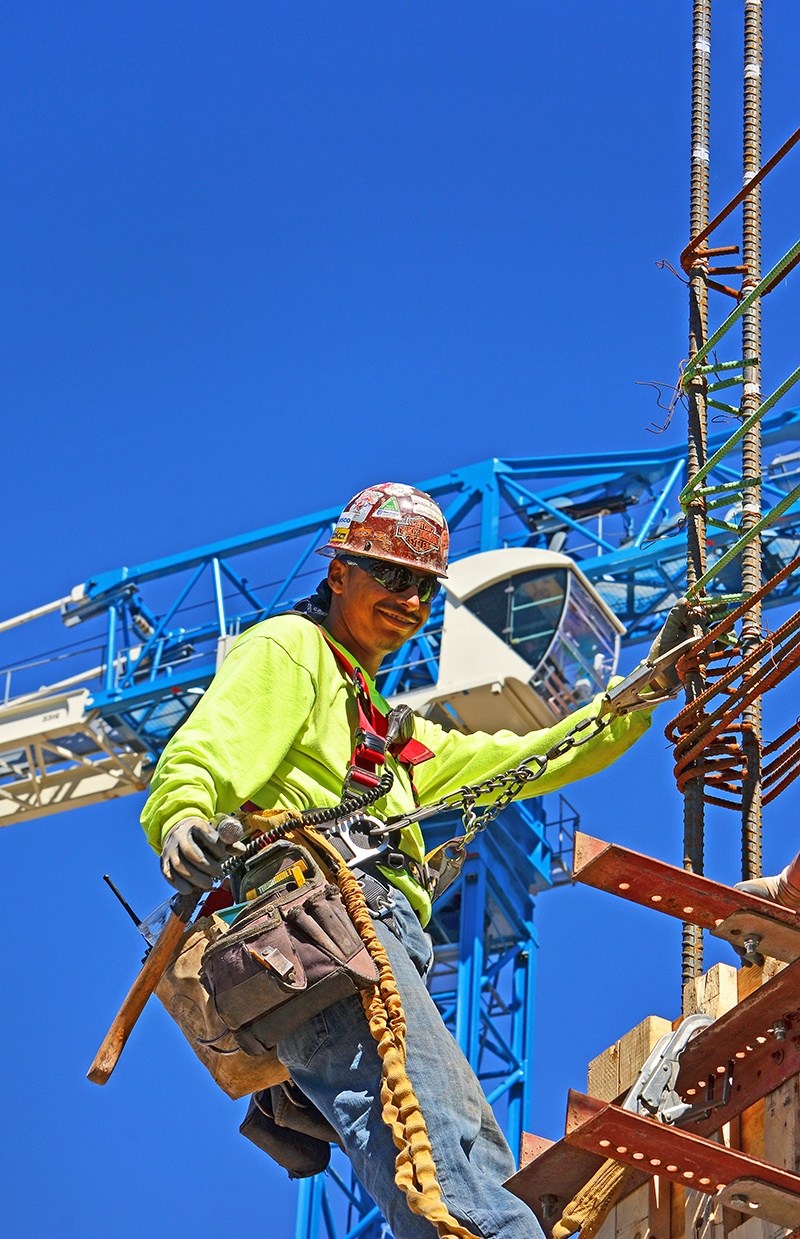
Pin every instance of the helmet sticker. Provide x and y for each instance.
(425, 507)
(419, 534)
(362, 503)
(341, 532)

------------------------------------------------------------------------

(Problem description) Convert all of the lines above into a JSON list of strings, one string per line, omitting any blank lines and leaving out the pictures.

(Completed task)
[
  "Pin every instance of the helmet sticker. Provide x and y for each instance.",
  "(425, 507)",
  "(419, 534)",
  "(362, 503)",
  "(341, 532)"
]